Saved data entries:
:::::
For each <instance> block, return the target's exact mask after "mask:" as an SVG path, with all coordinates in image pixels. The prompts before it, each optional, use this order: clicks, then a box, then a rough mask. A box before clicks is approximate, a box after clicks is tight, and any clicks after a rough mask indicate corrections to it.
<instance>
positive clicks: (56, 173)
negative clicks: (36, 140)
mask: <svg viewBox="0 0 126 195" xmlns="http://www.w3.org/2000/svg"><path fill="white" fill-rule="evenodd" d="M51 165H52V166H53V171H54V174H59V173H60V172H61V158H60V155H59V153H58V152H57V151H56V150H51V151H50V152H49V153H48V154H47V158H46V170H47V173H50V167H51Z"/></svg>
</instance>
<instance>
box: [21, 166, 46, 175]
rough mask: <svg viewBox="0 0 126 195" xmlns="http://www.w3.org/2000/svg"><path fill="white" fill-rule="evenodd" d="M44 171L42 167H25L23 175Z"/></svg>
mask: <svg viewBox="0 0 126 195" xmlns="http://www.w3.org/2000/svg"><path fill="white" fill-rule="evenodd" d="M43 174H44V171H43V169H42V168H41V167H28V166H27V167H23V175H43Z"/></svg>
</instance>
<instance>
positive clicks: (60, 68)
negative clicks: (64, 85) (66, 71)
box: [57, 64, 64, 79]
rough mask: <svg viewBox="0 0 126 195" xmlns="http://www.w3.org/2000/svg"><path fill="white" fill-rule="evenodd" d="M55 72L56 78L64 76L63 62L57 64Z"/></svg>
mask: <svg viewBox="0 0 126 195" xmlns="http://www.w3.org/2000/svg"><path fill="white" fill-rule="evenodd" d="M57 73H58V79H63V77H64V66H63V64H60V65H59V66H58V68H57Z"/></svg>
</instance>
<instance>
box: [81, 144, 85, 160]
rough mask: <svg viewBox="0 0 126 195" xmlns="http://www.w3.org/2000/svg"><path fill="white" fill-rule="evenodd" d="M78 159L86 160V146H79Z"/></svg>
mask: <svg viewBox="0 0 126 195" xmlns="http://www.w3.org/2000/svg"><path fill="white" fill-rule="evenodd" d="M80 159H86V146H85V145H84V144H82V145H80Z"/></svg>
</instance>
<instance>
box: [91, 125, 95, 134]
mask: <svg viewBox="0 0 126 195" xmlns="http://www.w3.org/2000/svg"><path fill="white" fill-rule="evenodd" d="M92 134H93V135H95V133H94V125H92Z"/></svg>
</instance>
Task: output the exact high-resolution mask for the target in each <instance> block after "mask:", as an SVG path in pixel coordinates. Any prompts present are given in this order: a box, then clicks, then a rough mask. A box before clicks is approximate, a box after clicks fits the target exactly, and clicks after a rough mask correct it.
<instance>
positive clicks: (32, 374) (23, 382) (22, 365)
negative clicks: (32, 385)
:::::
*Task brief*:
In the entries above, some lines may contain the string "positive"; report how many, without additional comment.

*Task answer*:
3